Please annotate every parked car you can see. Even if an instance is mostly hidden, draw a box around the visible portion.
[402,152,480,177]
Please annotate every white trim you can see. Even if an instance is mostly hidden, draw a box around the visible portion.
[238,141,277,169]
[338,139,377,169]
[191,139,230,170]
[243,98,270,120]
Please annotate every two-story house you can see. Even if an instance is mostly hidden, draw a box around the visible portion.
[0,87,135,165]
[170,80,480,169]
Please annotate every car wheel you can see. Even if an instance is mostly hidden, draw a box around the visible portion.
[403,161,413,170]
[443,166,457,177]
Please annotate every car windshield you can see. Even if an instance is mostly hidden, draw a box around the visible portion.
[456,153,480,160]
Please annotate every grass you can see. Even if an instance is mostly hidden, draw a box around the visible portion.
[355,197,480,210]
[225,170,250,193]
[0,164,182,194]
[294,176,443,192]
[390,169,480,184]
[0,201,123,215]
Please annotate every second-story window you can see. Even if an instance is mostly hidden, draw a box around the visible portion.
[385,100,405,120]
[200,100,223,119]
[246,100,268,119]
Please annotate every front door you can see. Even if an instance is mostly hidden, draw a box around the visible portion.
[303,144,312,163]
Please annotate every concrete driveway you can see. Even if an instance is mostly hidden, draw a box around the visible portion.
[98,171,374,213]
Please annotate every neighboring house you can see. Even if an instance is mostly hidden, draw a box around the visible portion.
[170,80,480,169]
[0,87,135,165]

PROBLEM STATEMENT
Render every line of the items above as a numbered list, omitting any blank lines.

COMPLETED EXERCISE
1. Please annotate every parked car you can see. Even if an instance is mostly hidden, draw a box around the visible portion.
2. [402,152,480,177]
3. Please annotate every white trim you can see. Even if an instance is mostly hidden, draw a box around the visible portion.
4. [238,141,277,169]
5. [338,139,377,169]
6. [191,139,230,170]
7. [243,98,270,120]
8. Please annotate every two-story house you can see. Even if an instance is mostly hidden, draw a box around the visible portion.
9. [0,87,135,165]
10. [170,80,480,169]
11. Please annotate every car wheel you can see. Even if an instance is mostly hidden, draw a box around the visible portion.
12. [403,161,413,170]
13. [443,166,457,177]
14. Please annotate every car windshield you can see. Even if an instance is mostly hidden, draw a box around the visible portion.
15. [456,153,480,160]
16. Please annotate every grass you can see. Even if an instance is mostly hidden, draw a box around the visible portion.
17. [355,197,480,210]
18. [225,170,250,193]
19. [0,164,182,194]
20. [294,176,443,192]
21. [390,169,480,184]
22. [0,201,123,215]
23. Please annotate every second-story window you can see. Even if an instance is mostly hidden, draw a box around the visible portion.
24. [385,100,405,120]
25. [200,100,223,119]
26. [246,100,268,119]
27. Please annotate every front door you can see. Even if an instance is mostly hidden, draw a box around the visible portion.
28. [303,144,312,163]
29. Please annotate every concrete driveway you can see. Even if an instance is mostly hidden, draw a box around the visible portion.
30. [98,171,374,213]
31. Please annotate every neighboring house you can see. Even if an instance is mostly hidden, draw a box around the visible portion.
32. [170,80,480,169]
33. [0,87,135,165]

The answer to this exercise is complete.